State how many lines in the records below contain the string "tulip", matching case exactly, and give only that number.

Data source items
-*-*-
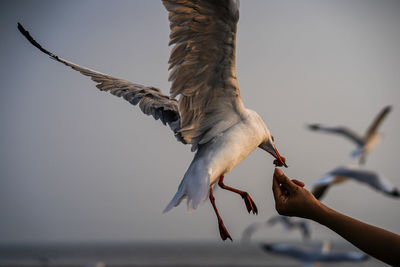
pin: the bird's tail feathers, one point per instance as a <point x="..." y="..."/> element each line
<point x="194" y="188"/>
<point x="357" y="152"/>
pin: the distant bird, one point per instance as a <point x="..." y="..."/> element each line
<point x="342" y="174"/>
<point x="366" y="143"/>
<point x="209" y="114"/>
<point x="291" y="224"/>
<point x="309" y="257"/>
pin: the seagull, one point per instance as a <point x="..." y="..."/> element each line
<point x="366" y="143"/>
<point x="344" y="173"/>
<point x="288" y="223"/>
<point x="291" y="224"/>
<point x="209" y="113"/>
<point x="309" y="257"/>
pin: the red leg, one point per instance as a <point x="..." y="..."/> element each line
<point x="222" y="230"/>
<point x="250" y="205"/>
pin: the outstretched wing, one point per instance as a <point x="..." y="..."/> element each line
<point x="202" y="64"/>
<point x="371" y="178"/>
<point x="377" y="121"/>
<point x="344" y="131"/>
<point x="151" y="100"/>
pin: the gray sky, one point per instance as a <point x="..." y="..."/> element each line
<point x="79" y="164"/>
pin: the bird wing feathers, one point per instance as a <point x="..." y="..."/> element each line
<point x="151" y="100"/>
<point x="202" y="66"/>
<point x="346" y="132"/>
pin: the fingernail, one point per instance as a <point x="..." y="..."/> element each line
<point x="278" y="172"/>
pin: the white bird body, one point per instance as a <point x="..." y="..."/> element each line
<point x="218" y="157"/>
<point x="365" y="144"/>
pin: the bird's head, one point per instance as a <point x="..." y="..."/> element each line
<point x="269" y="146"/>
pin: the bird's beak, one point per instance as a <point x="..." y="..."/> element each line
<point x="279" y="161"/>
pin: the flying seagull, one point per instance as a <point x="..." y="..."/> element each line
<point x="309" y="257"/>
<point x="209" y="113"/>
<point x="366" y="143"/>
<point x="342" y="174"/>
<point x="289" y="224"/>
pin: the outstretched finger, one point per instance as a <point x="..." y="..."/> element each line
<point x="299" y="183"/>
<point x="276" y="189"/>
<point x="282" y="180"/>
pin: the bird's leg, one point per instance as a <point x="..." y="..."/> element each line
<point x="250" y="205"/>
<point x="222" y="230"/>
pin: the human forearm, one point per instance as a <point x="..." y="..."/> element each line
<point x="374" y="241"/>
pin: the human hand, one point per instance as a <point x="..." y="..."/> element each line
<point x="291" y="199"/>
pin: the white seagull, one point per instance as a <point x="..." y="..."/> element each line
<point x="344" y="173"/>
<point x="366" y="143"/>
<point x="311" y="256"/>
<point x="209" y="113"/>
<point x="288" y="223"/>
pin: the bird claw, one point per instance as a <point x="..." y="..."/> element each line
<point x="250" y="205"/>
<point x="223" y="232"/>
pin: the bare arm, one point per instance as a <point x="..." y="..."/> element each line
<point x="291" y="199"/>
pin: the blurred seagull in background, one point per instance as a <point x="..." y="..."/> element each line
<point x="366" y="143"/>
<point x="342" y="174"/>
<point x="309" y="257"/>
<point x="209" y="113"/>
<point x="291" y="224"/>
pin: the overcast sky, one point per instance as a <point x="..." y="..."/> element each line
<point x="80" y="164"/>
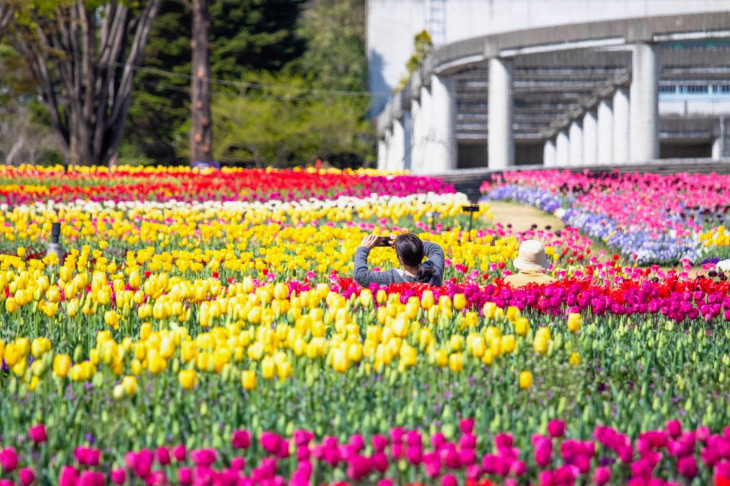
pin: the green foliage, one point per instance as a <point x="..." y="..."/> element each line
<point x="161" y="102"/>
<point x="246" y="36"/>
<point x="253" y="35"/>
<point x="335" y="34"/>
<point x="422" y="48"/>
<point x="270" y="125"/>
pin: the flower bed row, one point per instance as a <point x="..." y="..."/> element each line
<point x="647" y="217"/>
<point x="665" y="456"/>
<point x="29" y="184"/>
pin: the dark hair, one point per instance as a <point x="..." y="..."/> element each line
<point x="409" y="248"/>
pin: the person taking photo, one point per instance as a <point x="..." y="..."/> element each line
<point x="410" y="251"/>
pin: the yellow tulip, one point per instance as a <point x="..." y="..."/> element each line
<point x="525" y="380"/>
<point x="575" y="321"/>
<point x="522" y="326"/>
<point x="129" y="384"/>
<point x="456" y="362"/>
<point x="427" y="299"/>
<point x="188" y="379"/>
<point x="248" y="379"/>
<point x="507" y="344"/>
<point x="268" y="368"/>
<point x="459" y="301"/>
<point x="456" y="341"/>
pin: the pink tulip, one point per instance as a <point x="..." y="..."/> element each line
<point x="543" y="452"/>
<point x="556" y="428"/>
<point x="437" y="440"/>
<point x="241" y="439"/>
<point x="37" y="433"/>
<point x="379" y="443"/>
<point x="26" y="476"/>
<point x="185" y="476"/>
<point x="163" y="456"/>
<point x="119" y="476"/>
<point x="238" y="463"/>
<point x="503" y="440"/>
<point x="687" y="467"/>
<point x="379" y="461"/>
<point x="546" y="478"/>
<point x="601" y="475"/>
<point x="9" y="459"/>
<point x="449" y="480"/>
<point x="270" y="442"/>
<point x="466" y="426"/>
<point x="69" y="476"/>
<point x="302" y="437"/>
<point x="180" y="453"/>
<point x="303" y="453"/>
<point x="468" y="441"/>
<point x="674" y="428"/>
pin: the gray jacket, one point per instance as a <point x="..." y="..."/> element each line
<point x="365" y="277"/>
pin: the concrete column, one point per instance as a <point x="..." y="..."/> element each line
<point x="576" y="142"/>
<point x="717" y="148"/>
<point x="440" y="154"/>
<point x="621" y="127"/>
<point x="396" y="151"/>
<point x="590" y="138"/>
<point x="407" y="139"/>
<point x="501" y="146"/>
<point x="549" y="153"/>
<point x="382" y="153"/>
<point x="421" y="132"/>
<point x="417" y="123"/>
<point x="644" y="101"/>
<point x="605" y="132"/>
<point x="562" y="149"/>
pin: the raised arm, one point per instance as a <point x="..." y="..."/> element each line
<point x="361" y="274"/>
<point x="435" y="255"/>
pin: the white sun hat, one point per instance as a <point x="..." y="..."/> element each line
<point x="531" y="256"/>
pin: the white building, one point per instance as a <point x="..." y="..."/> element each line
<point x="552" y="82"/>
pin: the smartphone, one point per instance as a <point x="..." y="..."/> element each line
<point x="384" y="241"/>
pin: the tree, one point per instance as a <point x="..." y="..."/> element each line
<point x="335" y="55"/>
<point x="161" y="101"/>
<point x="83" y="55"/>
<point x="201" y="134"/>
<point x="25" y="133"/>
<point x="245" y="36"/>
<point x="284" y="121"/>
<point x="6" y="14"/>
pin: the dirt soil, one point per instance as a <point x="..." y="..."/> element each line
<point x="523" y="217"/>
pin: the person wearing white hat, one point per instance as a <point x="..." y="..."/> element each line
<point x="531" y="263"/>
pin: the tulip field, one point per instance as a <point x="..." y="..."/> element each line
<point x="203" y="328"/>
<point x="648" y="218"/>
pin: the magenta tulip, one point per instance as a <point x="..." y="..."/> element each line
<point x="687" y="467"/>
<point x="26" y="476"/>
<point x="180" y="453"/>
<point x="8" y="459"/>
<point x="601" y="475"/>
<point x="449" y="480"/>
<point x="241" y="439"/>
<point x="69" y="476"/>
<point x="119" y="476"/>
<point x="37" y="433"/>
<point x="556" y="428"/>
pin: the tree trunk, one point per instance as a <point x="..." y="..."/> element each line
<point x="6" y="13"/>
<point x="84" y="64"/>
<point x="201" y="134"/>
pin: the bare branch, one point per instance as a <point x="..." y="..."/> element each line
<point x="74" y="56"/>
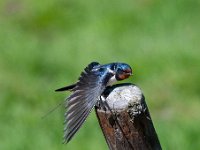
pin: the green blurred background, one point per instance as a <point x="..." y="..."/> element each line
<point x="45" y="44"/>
-*-*-
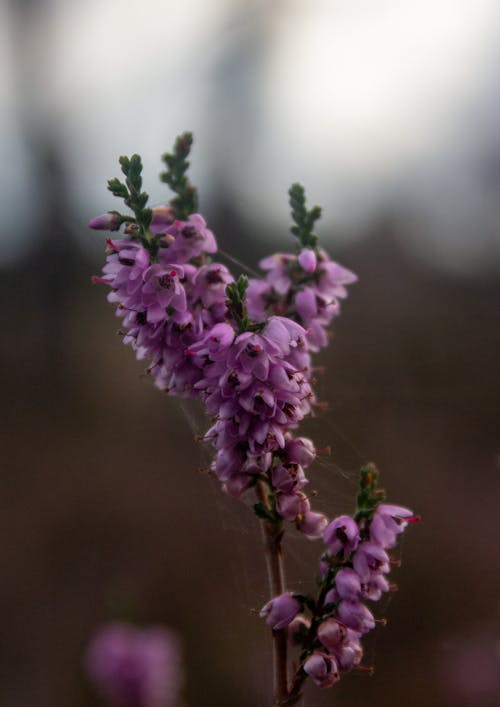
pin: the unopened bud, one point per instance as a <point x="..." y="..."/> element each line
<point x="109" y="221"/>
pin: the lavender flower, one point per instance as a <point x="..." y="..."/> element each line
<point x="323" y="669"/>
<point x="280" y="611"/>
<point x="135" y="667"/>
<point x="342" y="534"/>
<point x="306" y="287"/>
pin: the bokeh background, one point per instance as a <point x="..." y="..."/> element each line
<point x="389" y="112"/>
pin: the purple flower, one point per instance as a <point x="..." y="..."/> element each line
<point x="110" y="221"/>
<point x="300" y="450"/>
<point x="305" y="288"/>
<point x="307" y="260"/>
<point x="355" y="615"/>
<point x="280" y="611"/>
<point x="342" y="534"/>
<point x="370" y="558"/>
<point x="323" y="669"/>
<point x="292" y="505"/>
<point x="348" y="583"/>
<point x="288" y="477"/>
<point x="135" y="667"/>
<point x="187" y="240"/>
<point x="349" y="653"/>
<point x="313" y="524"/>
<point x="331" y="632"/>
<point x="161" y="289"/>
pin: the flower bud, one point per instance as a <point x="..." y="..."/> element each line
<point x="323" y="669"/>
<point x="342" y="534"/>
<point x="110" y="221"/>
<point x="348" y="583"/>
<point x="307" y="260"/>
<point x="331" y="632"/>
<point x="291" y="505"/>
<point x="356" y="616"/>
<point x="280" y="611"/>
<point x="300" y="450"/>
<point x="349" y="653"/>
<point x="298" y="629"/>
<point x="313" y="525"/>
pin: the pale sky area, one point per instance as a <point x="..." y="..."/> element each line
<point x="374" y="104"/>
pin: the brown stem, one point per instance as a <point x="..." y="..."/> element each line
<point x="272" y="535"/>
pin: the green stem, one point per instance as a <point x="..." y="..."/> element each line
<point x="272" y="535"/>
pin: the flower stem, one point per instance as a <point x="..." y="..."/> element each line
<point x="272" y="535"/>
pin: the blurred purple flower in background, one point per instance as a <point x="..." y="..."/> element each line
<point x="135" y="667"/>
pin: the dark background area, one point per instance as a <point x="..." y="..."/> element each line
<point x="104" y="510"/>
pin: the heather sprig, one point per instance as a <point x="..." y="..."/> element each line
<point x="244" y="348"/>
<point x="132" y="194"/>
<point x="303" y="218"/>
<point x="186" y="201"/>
-*-*-
**ANSWER:**
4